(Text segment)

# Worcester to get MLK Blvd?



## PBC FL Cop (Oct 22, 2003)

Sunday, November 26, 2006

*'MLK Blvd.' plan studied*

New name for Central St.

*Winston W. Wiley TELEGRAM & GAZETTE STAFF
[email protected]
*







 
*WORCESTER- *A local effort is under way that would bring together two prominent African-American historical figures downtown.

Streets bearing the names of Marshall W. "Major" Taylor and Martin Luther King Jr. would cross paths just outside the Worcester Convention Center, if a proposal before a City Council subcommittee is eventually adopted. The measure would rename Central Street to Martin Luther King Jr. Boulevard in honor of the slain civil rights leader.

A section of Worcester Center Boulevard was renamed Major Taylor Boulevard in July, in recognition of the 1899 world cycling champion, affectionately known as the "Worcester Whirlwind." It intersects Central Street.

Being pursued by a local group that calls itself _*Concerned Black Men*_, the Central Street name change was offered at a recent City Council Department of Public Works subcommittee meeting as an alternative to Chandler Street, which the group initially had sought to have renamed.

(End Text segment)

What you will do:
Answer from the article on the Worcester street renaming:
1. Which street would be renamed Martin Luther King Jr. Boulevard under the proposal?
2. In what month was a section of Worcester Center Boulevard renamed Major Taylor Boulevard?
3. Which street had Concerned Black Men first sought to have renamed?

(Provided information)

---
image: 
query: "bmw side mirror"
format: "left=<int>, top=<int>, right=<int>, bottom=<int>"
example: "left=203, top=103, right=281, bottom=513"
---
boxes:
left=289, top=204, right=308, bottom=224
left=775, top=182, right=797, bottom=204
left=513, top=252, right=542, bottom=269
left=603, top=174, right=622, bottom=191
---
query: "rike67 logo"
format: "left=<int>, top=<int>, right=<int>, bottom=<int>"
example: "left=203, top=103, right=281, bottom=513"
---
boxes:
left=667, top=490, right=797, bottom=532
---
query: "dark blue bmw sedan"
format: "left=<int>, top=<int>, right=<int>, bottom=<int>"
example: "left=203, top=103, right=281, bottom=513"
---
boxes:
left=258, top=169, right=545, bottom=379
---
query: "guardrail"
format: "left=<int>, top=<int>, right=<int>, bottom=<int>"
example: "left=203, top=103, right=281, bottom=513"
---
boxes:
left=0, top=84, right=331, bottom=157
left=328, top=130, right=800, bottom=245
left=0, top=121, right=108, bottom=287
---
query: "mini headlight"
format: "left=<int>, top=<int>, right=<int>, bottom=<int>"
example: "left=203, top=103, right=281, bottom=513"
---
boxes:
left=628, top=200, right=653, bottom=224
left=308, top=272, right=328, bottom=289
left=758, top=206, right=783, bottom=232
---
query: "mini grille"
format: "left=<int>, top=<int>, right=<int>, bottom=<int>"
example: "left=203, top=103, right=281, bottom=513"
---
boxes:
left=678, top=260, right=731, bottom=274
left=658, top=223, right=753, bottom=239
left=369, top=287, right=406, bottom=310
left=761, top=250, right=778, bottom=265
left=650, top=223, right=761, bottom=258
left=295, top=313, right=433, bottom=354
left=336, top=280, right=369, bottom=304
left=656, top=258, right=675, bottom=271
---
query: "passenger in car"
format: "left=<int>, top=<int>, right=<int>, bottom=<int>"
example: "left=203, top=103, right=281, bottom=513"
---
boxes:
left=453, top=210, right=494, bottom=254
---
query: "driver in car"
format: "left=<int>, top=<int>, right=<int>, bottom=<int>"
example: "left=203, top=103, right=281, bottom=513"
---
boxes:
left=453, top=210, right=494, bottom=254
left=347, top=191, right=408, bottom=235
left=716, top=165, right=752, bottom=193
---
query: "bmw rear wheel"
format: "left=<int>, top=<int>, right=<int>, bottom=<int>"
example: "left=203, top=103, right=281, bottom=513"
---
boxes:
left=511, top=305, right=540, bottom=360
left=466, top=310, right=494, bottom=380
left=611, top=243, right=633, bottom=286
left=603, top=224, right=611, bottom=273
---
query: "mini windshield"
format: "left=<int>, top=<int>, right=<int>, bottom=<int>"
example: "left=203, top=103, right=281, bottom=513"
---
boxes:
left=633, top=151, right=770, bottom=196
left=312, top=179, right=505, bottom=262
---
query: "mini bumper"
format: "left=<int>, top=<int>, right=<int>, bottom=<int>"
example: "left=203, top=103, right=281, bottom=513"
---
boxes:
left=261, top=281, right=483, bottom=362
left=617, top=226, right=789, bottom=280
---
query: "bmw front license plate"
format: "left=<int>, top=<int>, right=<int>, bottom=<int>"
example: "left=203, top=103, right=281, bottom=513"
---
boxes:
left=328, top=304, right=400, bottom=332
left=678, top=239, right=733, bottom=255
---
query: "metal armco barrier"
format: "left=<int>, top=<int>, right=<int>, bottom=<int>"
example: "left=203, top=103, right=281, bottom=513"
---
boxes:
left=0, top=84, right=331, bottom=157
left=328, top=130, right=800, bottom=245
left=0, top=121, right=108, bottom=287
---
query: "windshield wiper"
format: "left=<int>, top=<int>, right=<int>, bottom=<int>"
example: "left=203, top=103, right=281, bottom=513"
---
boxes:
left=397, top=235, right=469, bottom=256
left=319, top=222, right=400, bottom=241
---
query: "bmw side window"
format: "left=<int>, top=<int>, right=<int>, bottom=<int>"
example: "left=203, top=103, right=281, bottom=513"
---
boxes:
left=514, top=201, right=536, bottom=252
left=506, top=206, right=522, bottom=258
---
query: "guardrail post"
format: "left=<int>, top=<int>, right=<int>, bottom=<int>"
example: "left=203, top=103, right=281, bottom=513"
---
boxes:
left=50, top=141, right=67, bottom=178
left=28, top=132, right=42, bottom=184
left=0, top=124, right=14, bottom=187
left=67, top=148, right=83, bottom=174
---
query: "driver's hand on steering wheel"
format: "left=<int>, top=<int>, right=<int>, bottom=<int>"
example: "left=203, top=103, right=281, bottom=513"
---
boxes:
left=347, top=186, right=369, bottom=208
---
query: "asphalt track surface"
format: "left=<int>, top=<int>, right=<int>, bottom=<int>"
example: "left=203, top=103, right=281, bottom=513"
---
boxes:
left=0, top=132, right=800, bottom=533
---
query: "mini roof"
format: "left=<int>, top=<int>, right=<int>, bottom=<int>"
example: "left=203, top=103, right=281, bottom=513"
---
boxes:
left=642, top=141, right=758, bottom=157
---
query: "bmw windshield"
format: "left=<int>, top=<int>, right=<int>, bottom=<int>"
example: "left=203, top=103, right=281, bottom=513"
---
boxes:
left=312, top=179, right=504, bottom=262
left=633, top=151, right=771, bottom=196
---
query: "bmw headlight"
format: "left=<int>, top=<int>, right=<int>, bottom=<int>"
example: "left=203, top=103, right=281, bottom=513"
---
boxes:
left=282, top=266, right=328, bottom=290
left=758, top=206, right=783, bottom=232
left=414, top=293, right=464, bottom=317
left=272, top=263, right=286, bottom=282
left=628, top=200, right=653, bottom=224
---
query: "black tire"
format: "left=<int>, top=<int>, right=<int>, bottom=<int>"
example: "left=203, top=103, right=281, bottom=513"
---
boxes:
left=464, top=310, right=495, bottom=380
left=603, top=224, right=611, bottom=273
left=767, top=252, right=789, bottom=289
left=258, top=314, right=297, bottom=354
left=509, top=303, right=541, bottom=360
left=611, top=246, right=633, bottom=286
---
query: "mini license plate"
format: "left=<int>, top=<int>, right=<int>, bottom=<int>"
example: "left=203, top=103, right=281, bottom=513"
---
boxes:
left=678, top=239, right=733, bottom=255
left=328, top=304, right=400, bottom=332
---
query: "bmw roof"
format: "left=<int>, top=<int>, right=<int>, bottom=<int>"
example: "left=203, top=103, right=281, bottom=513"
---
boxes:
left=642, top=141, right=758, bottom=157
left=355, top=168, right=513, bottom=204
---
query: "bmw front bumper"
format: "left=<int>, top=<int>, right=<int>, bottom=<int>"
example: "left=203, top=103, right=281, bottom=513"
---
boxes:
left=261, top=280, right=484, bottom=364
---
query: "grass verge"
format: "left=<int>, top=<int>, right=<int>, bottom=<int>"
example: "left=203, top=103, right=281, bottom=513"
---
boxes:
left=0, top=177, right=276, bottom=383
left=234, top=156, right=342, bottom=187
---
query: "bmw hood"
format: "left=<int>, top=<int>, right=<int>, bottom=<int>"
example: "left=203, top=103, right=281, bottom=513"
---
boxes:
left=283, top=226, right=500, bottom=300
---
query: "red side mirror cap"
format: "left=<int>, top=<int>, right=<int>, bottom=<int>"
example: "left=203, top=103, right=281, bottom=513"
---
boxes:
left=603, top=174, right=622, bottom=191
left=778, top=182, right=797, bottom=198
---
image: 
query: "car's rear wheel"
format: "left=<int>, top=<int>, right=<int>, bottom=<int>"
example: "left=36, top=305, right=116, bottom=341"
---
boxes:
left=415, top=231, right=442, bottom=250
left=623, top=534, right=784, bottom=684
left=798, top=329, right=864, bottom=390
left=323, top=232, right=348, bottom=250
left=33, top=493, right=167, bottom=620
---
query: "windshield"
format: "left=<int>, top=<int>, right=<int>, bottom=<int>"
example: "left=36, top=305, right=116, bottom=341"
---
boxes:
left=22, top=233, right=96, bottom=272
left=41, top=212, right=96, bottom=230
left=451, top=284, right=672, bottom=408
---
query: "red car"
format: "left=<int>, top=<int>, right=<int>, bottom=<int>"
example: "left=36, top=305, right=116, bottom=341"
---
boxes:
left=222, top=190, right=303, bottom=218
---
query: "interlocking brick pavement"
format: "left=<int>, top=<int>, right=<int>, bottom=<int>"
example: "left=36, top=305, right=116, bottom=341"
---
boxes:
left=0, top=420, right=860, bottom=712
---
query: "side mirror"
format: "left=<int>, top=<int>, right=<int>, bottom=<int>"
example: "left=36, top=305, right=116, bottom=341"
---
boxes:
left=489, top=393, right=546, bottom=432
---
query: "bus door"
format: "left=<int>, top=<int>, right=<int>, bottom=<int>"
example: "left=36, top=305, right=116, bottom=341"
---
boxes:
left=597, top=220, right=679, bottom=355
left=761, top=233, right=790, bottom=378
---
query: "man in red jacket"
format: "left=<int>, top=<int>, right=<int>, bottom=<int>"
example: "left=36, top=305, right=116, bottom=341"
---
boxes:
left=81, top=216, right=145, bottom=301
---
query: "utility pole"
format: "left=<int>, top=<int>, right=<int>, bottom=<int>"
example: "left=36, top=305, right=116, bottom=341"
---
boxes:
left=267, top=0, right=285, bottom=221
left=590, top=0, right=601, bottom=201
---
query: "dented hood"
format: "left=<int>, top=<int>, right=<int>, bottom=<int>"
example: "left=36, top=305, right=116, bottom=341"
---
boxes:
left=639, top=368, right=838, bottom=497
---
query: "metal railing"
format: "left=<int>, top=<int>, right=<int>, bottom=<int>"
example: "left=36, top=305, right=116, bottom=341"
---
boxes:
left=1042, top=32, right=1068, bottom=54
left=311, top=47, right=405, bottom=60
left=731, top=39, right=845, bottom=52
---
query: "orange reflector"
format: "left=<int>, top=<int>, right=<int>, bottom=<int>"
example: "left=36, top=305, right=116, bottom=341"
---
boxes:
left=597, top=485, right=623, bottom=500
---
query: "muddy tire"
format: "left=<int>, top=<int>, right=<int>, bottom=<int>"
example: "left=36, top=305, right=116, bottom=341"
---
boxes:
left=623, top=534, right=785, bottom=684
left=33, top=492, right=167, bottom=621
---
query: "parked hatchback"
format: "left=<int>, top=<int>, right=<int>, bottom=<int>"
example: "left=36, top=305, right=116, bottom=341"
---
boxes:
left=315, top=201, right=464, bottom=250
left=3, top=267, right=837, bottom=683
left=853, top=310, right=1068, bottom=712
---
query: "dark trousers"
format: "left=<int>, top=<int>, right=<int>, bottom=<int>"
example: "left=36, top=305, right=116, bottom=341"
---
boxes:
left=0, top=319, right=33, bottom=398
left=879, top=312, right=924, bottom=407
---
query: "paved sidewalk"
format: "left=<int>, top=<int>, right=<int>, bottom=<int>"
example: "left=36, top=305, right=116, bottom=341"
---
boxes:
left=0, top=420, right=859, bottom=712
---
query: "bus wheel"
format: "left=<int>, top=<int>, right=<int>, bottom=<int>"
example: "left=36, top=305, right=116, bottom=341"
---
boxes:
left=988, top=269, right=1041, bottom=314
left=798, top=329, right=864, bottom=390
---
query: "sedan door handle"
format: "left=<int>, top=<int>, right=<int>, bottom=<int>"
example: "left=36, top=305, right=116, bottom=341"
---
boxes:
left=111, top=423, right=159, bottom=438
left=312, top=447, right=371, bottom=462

(End Provided information)

Solution for this problem:
1. Central Street
2. July
3. Chandler Street